▶ TRECHO DO TEXTO:
____________
Nossa incapacidade de ouvir, a política e a barbárie
Política é um assunto tão complexo que a própria palavra tem uma gama de diferentes significados, de acordo com o contexto em que é utilizada. Este texto vai tratar da política como a arena onde as diversas ideias e interesses de diferentes atores - população, movimentos sociais, empresários, organizações privadas, sindicatos, etc. - são avaliados, discutidos, julgados e legitimados (ou não) e, cuja apreciação o Estado (entendido aqui como os representantes políticos do país) deverá usar para nortear suas ações. Nessa disputa de interesses, que muitas vezes são antagônicos, a política em ambientes democráticos se destaca como instrumento para fazer valer a vontade da maioria da população, respeitando alguns limites mínimos de respeito aos direitos das minorias.
Me parece claro que a política será de melhor qualidade quanto maior forem os esforços de avaliação, discussão e julgamento das ideias e interesses apresentados. Quanto mais os agentes políticos - e isso nos inclui a todos - estiverem dispostos a debater de maneira racional os assuntos de interesse geral, mais qualidade teremos na construção de ações que nos levarão a um lugar melhor do que aquele onde nos encontramos. Muito mais que votar a cada dois anos, ou criticar um ou outro personagem, grupo ou posicionamento, nossa participação política pressupõe ouvir, interpretar, avaliar, discutir e, somente então, depois de tudo isso, se posicionar; e é aí que complica.
____________
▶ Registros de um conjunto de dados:
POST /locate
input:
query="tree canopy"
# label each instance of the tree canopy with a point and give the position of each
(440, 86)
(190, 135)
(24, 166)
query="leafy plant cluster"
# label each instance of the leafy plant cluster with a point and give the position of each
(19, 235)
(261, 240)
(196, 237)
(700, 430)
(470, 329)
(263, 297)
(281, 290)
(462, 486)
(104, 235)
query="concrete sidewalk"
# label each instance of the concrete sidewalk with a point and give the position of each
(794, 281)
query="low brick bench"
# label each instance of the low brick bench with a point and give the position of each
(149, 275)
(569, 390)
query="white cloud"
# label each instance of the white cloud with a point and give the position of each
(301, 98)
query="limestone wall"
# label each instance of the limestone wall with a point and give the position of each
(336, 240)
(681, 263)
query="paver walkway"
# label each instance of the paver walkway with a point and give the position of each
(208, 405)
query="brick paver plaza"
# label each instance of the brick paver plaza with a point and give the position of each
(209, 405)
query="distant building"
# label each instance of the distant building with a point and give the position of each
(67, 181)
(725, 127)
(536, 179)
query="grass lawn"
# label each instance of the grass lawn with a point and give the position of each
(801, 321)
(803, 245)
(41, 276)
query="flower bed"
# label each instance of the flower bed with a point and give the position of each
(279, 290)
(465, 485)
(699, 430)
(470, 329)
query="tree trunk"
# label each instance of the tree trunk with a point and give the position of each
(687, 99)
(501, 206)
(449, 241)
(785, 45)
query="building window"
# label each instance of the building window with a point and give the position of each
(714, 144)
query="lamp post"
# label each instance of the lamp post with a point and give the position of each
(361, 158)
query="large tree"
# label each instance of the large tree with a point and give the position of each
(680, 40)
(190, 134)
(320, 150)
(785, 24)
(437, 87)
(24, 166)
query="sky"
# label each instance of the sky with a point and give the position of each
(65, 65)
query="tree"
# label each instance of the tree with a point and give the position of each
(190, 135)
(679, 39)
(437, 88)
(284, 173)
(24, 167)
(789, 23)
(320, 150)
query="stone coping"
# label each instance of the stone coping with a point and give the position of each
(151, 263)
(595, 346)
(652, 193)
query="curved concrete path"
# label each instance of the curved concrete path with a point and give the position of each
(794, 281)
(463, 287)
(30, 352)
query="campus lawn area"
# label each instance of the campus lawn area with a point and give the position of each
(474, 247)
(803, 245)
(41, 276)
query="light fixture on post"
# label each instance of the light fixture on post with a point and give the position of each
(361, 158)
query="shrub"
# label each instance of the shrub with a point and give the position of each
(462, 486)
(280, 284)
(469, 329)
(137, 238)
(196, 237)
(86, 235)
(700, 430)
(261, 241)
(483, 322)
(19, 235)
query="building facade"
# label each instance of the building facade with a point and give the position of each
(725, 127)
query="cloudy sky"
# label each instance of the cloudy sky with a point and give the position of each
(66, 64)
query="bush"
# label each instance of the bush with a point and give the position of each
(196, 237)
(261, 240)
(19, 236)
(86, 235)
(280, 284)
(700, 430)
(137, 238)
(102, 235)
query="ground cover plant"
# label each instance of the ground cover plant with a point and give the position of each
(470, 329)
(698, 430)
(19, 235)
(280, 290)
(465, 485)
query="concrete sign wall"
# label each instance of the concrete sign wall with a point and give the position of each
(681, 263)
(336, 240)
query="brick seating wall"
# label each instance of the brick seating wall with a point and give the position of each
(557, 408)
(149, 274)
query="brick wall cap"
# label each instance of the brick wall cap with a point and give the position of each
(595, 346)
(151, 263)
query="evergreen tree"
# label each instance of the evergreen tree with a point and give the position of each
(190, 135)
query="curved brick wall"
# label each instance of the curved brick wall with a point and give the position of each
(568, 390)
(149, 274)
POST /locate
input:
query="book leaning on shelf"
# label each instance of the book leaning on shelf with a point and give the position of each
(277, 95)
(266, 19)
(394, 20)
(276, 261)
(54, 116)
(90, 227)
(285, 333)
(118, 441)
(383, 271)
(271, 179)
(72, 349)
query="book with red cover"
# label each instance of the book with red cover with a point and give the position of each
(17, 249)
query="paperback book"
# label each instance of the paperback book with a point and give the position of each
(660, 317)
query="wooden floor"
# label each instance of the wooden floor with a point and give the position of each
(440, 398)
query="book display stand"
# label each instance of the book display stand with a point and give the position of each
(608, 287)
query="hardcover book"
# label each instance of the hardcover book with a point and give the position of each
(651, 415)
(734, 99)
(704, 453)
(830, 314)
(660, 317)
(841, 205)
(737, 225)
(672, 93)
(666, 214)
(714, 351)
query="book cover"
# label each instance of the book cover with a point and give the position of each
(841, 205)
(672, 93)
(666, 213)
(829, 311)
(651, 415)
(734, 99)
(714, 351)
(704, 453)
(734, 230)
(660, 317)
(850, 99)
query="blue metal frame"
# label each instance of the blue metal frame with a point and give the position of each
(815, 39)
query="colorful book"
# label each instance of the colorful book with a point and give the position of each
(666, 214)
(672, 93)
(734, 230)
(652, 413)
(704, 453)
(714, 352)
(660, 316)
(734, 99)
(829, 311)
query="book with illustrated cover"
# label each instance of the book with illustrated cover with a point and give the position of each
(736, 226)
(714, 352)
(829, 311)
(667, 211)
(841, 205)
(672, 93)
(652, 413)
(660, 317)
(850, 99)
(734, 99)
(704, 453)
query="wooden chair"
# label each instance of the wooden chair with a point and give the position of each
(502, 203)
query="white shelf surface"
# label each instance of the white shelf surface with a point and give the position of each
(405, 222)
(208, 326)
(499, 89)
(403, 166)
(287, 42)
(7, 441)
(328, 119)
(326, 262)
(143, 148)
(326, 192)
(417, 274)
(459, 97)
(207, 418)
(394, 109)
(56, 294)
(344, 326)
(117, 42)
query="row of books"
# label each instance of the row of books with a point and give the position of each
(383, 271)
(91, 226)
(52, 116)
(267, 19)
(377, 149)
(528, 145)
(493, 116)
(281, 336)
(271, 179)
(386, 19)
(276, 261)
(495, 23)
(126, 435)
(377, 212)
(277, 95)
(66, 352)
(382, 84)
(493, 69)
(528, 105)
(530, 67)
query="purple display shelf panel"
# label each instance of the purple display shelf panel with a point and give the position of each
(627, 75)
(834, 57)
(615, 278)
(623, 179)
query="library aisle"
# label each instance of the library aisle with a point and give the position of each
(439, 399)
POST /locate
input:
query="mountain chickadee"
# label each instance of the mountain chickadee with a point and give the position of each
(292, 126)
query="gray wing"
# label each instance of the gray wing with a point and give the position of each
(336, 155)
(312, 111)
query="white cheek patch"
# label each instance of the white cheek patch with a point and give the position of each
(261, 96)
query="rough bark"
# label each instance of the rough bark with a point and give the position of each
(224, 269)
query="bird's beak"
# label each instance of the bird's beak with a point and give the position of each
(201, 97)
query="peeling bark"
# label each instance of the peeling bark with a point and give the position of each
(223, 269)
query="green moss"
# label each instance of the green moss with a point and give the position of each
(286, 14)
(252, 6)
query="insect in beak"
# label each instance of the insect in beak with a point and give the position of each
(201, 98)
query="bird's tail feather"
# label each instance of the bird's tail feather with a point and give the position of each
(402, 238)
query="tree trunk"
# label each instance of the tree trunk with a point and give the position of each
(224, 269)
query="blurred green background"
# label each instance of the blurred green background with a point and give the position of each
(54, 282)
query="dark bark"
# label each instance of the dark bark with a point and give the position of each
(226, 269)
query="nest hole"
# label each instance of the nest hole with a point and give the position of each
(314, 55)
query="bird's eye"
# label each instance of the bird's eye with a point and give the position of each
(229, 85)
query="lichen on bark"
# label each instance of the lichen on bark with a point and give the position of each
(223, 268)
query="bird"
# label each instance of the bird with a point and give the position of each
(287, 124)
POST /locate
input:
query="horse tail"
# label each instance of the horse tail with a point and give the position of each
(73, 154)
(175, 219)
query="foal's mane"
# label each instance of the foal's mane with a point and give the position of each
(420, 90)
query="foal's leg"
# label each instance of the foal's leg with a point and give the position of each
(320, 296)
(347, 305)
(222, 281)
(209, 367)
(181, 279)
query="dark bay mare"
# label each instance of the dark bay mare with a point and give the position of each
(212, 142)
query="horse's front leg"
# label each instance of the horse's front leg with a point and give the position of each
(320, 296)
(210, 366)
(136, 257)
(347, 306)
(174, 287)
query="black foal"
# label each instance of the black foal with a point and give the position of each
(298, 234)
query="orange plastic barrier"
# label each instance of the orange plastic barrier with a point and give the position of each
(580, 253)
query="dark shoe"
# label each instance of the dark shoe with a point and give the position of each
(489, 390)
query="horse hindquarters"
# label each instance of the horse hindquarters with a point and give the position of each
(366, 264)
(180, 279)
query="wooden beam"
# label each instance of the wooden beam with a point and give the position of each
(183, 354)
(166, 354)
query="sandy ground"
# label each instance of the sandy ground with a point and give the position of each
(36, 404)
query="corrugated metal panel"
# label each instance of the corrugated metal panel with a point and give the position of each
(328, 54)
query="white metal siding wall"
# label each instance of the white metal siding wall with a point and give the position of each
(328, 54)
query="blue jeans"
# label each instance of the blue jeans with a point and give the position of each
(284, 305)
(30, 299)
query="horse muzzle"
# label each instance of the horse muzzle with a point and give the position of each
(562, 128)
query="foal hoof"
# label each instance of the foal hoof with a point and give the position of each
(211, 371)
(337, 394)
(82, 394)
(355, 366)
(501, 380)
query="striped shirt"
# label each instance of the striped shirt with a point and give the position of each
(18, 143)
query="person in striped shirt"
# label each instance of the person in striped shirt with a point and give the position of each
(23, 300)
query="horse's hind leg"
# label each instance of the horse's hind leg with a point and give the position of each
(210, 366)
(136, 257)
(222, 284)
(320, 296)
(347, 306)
____________
▶ INSTRUÇÕES:
A: Imprima o trecho do texto sobre política entre "Me parece claro" e "aí que complica.", inclusive.
B: Para cada afirmação a seguir, diga se concorda com o texto sobre política, respondendo sim ou não e citando literalmente as palavras do texto que decidem a questão: (i) O texto considera que votar a cada dois anos basta como participação política. (ii) No texto, o Estado é entendido como os representantes políticos do país. (iii) Segundo o texto, a política em ambientes democráticos respeita limites mínimos de respeito aos direitos das minorias.

▶ SOLUÇÕES DAS TAREFAS:
A:
Me parece claro que a política será de melhor qualidade quanto maior forem os esforços de avaliação, discussão e julgamento das ideias e interesses apresentados. Quanto mais os agentes políticos - e isso nos inclui a todos - estiverem dispostos a debater de maneira racional os assuntos de interesse geral, mais qualidade teremos na construção de ações que nos levarão a um lugar melhor do que aquele onde nos encontramos. Muito mais que votar a cada dois anos, ou criticar um ou outro personagem, grupo ou posicionamento, nossa participação política pressupõe ouvir, interpretar, avaliar, discutir e, somente então, depois de tudo isso, se posicionar; e é aí que complica.

B:
(i) Não: "Muito mais que votar a cada dois anos, ou criticar um ou outro personagem, grupo ou posicionamento, nossa participação política pressupõe ouvir, interpretar, avaliar, discutir e, somente então, depois de tudo isso, se posicionar".
(ii) Sim: "o Estado (entendido aqui como os representantes políticos do país)".
(iii) Sim: "a política em ambientes democráticos se destaca como instrumento para fazer valer a vontade da maioria da população, respeitando alguns limites mínimos de respeito aos direitos das minorias".